Here are some highlights from this 2010 book:

That someone was Kate Fischer, who was tall, striking, fun and famous. Kate had hit the limelight at the age of fourteen by beating 6000 others to win Dolly magazine’s 1988 Cover Girl competition and a modelling contract as a prize. By the age of sixteen she had left home to work in New York, and at the age of twenty made the front cover of Vogue before starring in the 1994 film Sirens as one of Norman Lindsay’s naked nymphs. In between these assignments she had partied hard, ripped off her clothes in public and got herself in the papers at every opportunity.

Looking back on her life in late 1996 at the ripe old age of 23, she admitted she had been like a kid in a lolly shop. ‘I just had the best time . . . Limousines, borrowed frocks and paparazzi and everyone paying attention to me, it was great.’ But even she could see that her life was crazy. On a typical day, she would eat a cheeseburger at 3 a.m., grab an hour’s sleep, wolf down a croissant in the cab en route to a shoot, and tuck into a bag of lollies at 5 a.m. to deal with her headache. Kate was still doing this when she and James first started dating in 1994 after they met at a modelling contest and started writing notes to each other across the table. In the four months they spent together, James told her she had ‘the potential’ to be his ‘actual girlfriend’, but that she was ‘too wild’. It was all right, of course, for the Packer men to paint the town red, but it was not good for their partners to have so much fun. James also disliked the fact that Kate was a smoker (even though he was, too, and was always trying to quit). At one point he told her, ‘If you don’t give up smoking, I’ll leave you and we’ll never see each other again.’ She responded by lighting up a cigarette and saying she would miss him. It was this ballsy attitude that made her so attractive and so different. Unlike the sycophants and flatterers who surrounded James and laughed at all his jokes, she stood up to him. But despite this, or perhaps because of it, they split up and went their separate ways.

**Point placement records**
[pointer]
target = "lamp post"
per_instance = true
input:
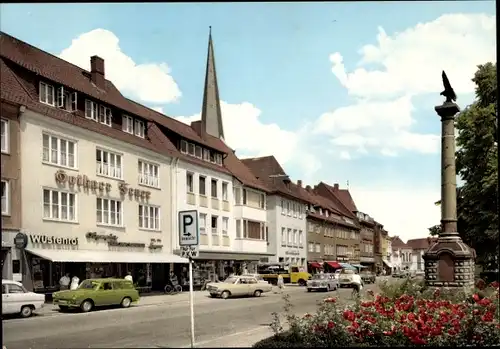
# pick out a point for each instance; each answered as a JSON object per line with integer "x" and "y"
{"x": 449, "y": 262}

**What is asked**
**A)** In the excerpt about Kate Fischer, rewrite the passage between "Here are some" and "at every opportunity.", inclusive, replacing "Vogue" with "Harper's Bazaar".
**B)** According to the excerpt about Kate Fischer, how many others did she beat to win the 1988 Cover Girl competition?
**C)** Go on with the excerpt about Kate Fischer from its final sentence.

**Answers to the tasks**
**A)**
Here are some highlights from this 2010 book:

That someone was Kate Fischer, who was tall, striking, fun and famous. Kate had hit the limelight at the age of fourteen by beating 6000 others to win Dolly magazine’s 1988 Cover Girl competition and a modelling contract as a prize. By the age of sixteen she had left home to work in New York, and at the age of twenty made the front cover of Harper's Bazaar before starring in the 1994 film Sirens as one of Norman Lindsay’s naked nymphs. In between these assignments she had partied hard, ripped off her clothes in public and got herself in the papers at every opportunity.

**B)** 6000 others

**C)**
Two years later, after a trip to India, Kate came back to Sydney sober, spiritual and more mature, and the romance was rekindled. This time, James told her she was perfect. But now she was the one with doubts because he had remained a playboy. However, she was persuaded to give the relationship a try and moved into his Bondi apartment shortly after Christmas 1996. Soon afterwards one of his ex-girlfriends, Charlotte Dawson, was telling Who Weekly she had never seen James so happy. And in some ways they were the perfect match. He was shy, awkward and reserved. She was bubbly, extrovert and fun, the yin to James’s yang. In May 1997, six months after they got together again, James issued a stumbling proposal on national television when Ray Martin asked him if he had a steady girlfriend and did he want to marry her. ‘Yes,’ said James, ‘but I’m scared she’d say no.’ A month later, just shy of his thirtieth birthday, he popped the question properly, both to Kate and to Kerry. It was important that his father ‘accepted his bride’, he said. In late June, they told her friends at a big black-tie dinner at the Horderns’ old country house, Milton Park. And within days, the news was everywhere.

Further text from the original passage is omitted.